TEXT PASSAGE —
----------------------------------------
So, if a ranking figure in the 1930s does something odd, or even makes an announcement journalism’s practice appears obliged to cover it. This may have been the framework back in the 1930s, but it’s the granite principle now, and the result is populist politicians continually game the press. Journalism repeatedly stenographs the words of politicians, such as WMDs, 40-odd minute strike from Iraq to the UK, and liberation was nothing to do with oil fields the West had sought for decades. Yes some journalists could be skeptical in their line of questioning, but in psychological terms repetition of the malfeasant message worked..
Today, other psycho ware fare strategies guide journalism into purgatory. Don a hardhat one day and visit a building site, grab a safety visor the next and glare at a test tube. All of these give you a platform and unerringly draw journalists to ask ‘journalistic questions’ that invariably favour the bad message.
The 1930s were a rich oasis for the development of psychology as documented in Adam Curtis’ insightful series Century of Self featuring Sigmund Freud and his nephew Edward Bernays. What was being developed apprised by marketers, businesses and politicians could not be undone or unseen. Bernays took his understanding of the human mind from wars, commerce and then politics, acknowledging all along how stupid people were.
His methods and that of Le Bon could only be improved upon, to ride pillion with television news when it was devised in the late 1940s. It was all too simple. Show people an event, report, and ask tough questions, but there was a tacit understanding that at least even if an interviewee was telling lies there were consequences for exposing it. Hence the downfall of Nixon in the Watergate scandal. The shape and morality of wrong doing was a corrective meter.
Not any more. There’s been a teutonic shift that requires a DEFCON plus (six).
What if politicians and leaders could brazenly lie and knowingly realise there’s no punitive consequence they could suffer? That they could cognitive overload your rationale to think by literally extolling silly rhymes. What if the massive loss of life was merely a callous trade off for an individual’s gain?
What if the status quo of leaders on this side of the wall could empirically prove to journalists on the other that no one cares.
What if people in public office could flaunt the law with no care of the consequences?
And what if journalism proves generally toothless in this new dispensation?
----------------------------------------
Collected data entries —
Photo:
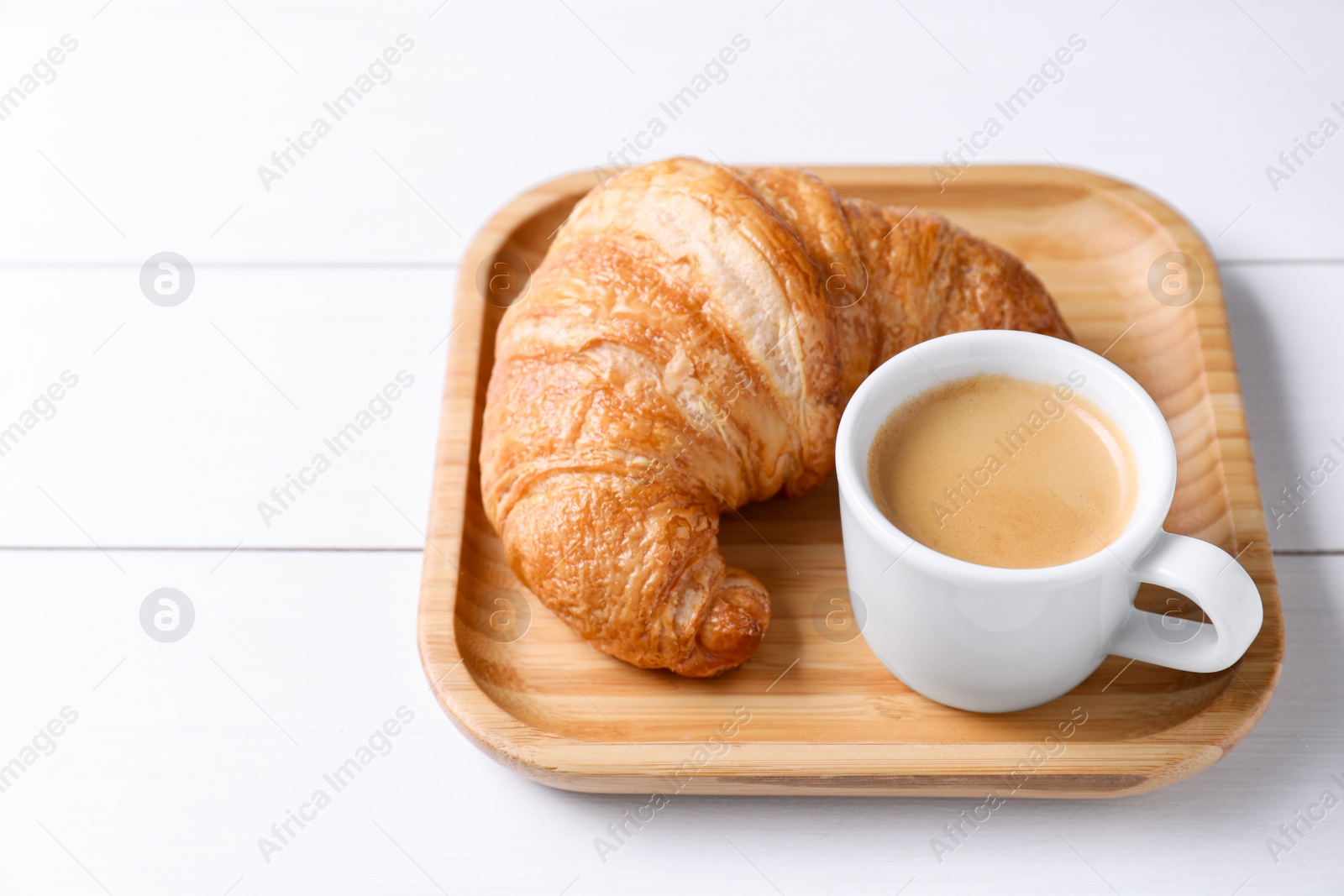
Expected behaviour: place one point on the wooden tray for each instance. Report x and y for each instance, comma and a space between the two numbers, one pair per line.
820, 715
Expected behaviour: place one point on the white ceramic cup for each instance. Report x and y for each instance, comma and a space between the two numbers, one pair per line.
996, 640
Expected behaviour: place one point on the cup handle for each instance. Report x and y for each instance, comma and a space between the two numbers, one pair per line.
1210, 578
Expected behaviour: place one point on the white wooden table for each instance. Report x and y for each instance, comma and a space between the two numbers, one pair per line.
316, 286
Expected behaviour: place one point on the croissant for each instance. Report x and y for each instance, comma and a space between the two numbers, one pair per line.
687, 345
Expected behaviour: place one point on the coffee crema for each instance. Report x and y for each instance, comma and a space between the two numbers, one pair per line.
1005, 472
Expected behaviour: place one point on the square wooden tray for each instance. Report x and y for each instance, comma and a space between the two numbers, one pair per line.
813, 712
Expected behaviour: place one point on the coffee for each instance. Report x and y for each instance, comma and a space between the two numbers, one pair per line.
1005, 472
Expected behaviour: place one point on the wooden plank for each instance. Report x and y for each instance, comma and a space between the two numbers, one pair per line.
168, 144
168, 748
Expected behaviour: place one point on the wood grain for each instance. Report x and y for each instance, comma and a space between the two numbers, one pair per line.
810, 715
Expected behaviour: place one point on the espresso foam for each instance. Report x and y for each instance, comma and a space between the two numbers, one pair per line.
1005, 472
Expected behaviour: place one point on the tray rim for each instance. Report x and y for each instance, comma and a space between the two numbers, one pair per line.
596, 766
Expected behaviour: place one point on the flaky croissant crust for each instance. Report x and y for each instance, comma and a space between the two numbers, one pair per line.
685, 347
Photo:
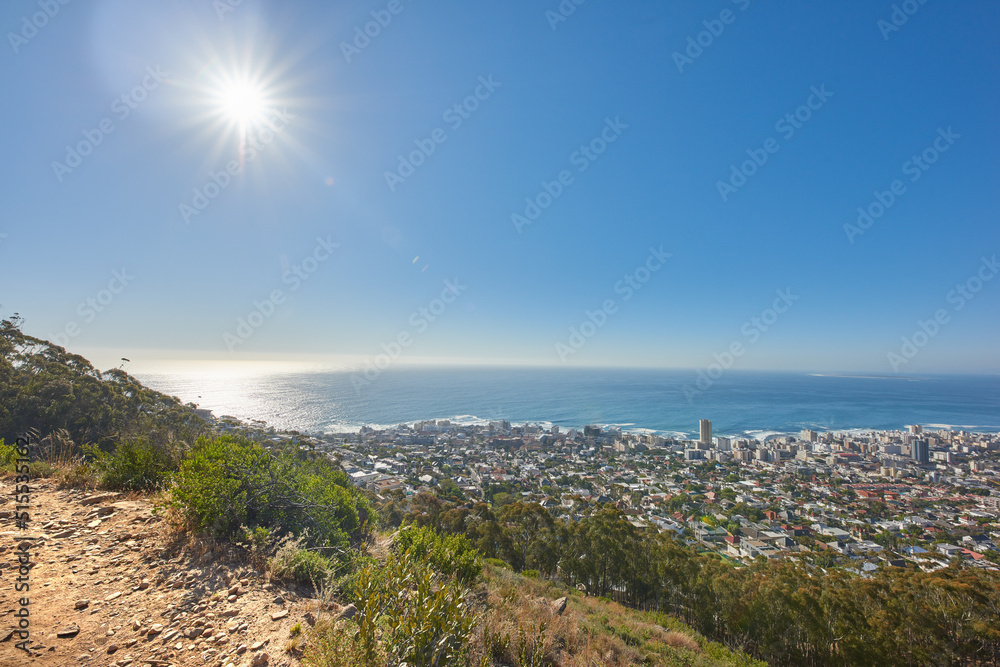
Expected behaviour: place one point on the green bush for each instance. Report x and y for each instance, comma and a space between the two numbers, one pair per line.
496, 562
448, 554
429, 625
228, 485
134, 465
8, 454
40, 469
301, 565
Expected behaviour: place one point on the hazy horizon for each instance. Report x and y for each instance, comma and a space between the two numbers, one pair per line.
805, 188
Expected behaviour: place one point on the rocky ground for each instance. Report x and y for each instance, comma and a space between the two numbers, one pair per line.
112, 584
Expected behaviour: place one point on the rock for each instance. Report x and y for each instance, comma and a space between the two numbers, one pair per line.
98, 499
71, 630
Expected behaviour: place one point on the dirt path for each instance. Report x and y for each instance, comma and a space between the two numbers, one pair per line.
110, 584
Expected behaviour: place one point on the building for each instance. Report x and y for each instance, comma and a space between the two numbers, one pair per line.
706, 431
920, 451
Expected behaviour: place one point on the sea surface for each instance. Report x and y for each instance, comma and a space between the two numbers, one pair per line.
667, 402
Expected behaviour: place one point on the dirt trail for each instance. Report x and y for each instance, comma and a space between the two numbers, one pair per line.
110, 584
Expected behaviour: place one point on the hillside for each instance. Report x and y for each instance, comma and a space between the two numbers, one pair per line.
114, 584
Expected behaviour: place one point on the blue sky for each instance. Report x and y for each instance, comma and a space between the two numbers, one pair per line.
670, 119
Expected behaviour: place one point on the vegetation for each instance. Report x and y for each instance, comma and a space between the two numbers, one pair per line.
46, 390
783, 612
648, 597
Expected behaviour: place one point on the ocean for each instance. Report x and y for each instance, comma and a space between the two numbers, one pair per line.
667, 402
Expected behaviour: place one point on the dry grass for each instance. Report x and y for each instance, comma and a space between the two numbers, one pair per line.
681, 640
519, 627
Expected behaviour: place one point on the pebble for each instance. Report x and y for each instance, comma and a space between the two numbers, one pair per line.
71, 630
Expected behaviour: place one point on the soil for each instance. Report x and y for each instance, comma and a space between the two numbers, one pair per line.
112, 583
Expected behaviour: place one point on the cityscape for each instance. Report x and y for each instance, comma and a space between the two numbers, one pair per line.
918, 496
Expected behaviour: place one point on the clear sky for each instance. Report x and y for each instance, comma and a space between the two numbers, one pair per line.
375, 176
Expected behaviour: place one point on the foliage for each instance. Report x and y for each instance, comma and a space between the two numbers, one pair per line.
134, 465
409, 615
294, 562
450, 555
786, 613
229, 484
44, 388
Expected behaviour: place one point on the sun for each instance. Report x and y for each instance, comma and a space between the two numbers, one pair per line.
242, 103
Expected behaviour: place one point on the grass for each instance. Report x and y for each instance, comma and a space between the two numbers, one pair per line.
519, 627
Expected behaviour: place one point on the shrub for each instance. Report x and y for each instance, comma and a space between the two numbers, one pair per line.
8, 454
301, 565
429, 625
134, 465
331, 645
448, 554
228, 485
40, 469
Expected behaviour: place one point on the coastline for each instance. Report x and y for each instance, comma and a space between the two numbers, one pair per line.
741, 404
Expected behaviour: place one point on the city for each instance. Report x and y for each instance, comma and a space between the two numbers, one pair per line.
858, 498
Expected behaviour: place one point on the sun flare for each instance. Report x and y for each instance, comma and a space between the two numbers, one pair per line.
242, 103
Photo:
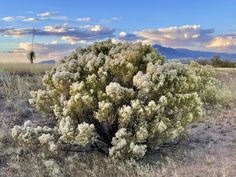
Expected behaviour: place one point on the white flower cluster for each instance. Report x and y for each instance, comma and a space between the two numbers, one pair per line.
85, 134
122, 95
31, 136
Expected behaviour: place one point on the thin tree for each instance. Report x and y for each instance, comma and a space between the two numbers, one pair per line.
31, 55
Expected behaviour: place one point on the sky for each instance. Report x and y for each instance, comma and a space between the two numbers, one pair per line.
60, 26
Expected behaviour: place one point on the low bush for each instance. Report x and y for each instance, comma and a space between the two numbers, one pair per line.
118, 99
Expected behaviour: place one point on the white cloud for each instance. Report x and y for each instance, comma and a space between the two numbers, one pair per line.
88, 33
96, 28
183, 36
84, 19
52, 50
48, 14
8, 19
30, 19
223, 43
124, 36
70, 39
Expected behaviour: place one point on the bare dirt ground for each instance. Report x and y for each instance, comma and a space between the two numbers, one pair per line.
209, 151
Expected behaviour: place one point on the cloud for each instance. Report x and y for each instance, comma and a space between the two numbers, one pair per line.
30, 19
123, 36
84, 19
108, 20
53, 50
48, 14
182, 36
223, 43
20, 18
88, 33
8, 19
51, 16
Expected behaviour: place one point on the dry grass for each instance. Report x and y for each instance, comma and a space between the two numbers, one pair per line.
210, 149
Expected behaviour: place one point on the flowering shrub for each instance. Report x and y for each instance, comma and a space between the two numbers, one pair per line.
121, 99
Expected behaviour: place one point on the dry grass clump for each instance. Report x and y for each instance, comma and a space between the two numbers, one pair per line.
209, 151
23, 68
15, 90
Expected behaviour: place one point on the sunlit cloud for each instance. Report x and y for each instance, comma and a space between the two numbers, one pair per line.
182, 36
84, 19
48, 14
223, 43
89, 33
53, 50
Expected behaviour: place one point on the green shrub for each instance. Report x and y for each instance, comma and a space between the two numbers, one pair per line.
119, 99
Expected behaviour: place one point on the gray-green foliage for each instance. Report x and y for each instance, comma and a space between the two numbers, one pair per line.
120, 99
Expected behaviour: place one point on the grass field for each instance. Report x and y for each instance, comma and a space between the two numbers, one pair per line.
----------------------------------------
THINGS TO DO —
**A.** According to the passage on journalism and propaganda, what accounts for Nixon's downfall in the Watergate scandal?
**B.** List every person named in the passage on journalism and propaganda.
**C.** Continue the passage on journalism and propaganda from the point at which it stops.

ANSWERS TO THE TASKS —
**A.** Early television news operated on a tacit understanding that an interviewee caught lying would face consequences once the lie was exposed. Because the shape and morality of wrongdoing served as a corrective meter, exposure brought about Nixon's downfall.

**B.** Adam Curtis, Sigmund Freud, Edward Bernays, Le Bon, Nixon

**C.**
Back to school?
And why not. Journalism appears one of the few professions that negates any re-training unless its linked to a tech gadget. But this onslaught comes from the suppleness of language, and the grist of the mind.
Journalism should be holding summits about this egregious threat and the best minds in psychology and behavioural science educating a new generation of journalists of the threats.
Journalism shouldn’t be afraid of calling out journalism’s 4th wall, of their own use of meta language to eke out answers to those they face.They should be made more aware of the histories of propaganda and case studies of how populations are gaslit.
In the 1940s the Western world set about creating a new form of journalism in television. In 2021, a new form of television/ video journalism deserves to be created. One that’s fit for its time. That takes the workable principles of old combined with thinking anew.
If it did, remarkably it would find itself relying on a style that was swiftly abandoned by Wyndam Goldie and that would be cinema. Recently, I’ve presented to TV journalists at TV2 Denmark, India’s Facebook Acceleration programme and Russian TV makers and scholars about this archetypal form.
Cinema journalism isn’t just an explicit blend of two fields, but one that asks a question, how using the power of film where each frame matters, can you make sense of what’s said. Like art it’s archetypal but not stereotypical. It’s a storytelling that relies on the psychology of imagery and language. At the very least its approach was based on crowd and group think. And what’s more, it helps understand how psychology has railroaded rational thinking.